───── GIVEN TEXT ─────
- 120 Killey Ave, Warwick, Rhode Island 02889 United States

Information
- Type: Public Primary school
- Motto: Respect, Responsibility, Readiness
- Established: 1953
- School district: Warwick, Rhode Island
- Superintendent: Richard D'Agostino
- Principal: Ms. SanMartino
- Grades: K–5
- Enrollment: about 310 (as of 2022)
- Colors: Blue, White, Gray
- Mascot: Sammy the Shark
- Website: www.warwickschools.org/sherman/default.htm

= Warren A. Sherman Elementary School =

Warren A. Sherman Elementary School is a public elementary school in Warwick, Rhode Island.This school is a Feinstein Leadership School. The school's principal is Ms. SanMartino, and secretary is Kathryn Wickham. Sherman educates students grade K-5.

==Mission statement==
The mission of Sherman School in partnership along with community staff and the students' parents to increase Sherman students' skills and education necessary to create enduring learners who will be productive, responsible citizens in a culturally diverse institute. The Sherman students will be respectful, responsible, and ready to learn each and every day.
─────
- REQUIRED ACTIONS
A - Summarize the school profile in two sentences.
B - Turn the paragraph of the school profile that begins "The mission of Sherman School" into a short bulleted list that keeps its main points.
Work from the school profile alone.
───── EXTRACTED MATERIAL ─────
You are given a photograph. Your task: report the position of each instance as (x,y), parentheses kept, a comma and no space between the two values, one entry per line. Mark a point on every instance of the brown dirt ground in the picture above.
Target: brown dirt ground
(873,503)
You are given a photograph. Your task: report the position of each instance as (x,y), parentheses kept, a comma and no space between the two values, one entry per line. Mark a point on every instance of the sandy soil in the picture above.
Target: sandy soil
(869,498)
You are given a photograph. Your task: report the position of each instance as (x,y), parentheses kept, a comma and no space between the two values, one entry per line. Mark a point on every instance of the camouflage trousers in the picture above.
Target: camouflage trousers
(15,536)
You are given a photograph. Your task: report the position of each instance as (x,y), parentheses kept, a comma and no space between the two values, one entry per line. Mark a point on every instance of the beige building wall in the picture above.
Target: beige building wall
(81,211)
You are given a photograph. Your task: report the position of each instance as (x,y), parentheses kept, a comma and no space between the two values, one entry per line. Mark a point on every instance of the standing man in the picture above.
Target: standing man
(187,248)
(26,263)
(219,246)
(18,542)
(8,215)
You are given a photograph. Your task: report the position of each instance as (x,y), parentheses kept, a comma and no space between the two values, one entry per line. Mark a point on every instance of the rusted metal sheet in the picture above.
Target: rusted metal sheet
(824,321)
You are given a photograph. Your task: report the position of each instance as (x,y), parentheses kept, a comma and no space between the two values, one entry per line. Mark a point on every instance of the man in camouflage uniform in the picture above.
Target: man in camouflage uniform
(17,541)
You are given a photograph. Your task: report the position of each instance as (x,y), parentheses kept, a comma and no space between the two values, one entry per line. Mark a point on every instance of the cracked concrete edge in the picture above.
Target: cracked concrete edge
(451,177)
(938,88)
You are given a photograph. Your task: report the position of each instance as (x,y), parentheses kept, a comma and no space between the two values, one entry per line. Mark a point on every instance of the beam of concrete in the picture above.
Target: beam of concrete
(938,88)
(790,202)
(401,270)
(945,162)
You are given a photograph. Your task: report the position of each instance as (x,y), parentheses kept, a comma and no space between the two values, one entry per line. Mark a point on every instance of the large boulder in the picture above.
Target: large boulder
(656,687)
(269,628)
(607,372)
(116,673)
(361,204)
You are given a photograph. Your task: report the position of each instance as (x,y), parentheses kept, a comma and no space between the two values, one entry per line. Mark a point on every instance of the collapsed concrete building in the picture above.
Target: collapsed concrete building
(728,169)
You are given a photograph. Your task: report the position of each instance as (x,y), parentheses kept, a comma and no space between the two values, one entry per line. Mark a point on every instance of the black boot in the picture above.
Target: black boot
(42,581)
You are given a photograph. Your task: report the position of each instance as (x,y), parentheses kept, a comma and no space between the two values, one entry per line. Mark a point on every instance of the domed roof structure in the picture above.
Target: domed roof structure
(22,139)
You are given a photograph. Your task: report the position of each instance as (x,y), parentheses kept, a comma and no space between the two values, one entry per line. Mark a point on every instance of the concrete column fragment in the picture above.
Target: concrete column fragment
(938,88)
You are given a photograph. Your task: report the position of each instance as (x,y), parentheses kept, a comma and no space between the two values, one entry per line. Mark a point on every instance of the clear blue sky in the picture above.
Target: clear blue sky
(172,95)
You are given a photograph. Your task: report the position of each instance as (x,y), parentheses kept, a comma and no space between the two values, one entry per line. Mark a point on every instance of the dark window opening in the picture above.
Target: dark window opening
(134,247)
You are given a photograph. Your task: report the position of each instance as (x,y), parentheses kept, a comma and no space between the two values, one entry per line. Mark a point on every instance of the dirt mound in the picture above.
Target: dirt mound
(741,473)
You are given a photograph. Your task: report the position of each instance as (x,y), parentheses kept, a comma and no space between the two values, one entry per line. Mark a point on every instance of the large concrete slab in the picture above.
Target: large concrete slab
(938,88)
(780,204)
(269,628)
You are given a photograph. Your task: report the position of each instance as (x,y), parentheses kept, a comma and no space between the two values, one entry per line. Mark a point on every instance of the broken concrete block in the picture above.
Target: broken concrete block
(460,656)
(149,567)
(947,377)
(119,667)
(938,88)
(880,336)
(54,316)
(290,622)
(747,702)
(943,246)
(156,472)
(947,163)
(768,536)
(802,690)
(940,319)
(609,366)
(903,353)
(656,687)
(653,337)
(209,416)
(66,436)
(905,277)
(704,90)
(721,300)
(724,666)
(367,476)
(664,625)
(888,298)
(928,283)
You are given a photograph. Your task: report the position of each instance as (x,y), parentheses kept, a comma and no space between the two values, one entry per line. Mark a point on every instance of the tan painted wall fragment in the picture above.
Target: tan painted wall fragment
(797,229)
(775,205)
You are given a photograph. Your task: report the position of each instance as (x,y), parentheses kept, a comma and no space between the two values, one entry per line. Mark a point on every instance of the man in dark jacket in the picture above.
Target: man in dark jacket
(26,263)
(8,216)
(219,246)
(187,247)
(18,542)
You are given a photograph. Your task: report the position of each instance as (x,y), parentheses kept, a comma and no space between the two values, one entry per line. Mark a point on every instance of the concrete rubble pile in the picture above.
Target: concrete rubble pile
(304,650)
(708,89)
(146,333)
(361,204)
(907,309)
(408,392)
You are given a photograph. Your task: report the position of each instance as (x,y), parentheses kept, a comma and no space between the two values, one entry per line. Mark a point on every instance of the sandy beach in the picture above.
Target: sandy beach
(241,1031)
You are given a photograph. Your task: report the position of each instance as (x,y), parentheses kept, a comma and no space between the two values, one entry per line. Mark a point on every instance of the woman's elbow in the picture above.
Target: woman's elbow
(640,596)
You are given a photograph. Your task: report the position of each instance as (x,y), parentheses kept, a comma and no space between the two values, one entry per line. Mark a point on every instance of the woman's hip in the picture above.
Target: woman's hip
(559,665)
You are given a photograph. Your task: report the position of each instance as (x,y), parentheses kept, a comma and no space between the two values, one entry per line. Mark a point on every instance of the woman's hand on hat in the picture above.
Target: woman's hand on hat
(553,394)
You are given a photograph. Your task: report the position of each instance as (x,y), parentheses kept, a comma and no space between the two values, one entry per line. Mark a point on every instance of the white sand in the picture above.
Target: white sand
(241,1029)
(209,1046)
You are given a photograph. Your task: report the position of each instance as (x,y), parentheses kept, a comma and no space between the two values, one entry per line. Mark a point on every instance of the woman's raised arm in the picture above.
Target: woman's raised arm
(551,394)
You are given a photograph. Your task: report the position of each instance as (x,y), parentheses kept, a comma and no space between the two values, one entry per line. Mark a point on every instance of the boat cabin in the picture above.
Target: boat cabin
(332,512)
─────
- SOLUTIONS BY TASK
A - Warren A. Sherman Elementary School is a public K–5 school in Warwick, Rhode Island, and a Feinstein Leadership School whose principal is Ms. SanMartino. Its mission, carried out with community staff and students' parents, is to increase students' skills and education so they become enduring learners and productive, responsible citizens who are respectful, responsible, and ready to learn every day.

B -
- Partners: Sherman School, community staff, and students' parents
- Goal: increase Sherman students' skills and education
- Aim: create enduring learners who will be productive, responsible citizens in a culturally diverse institute
- Daily expectation: students will be respectful, responsible, and ready to learn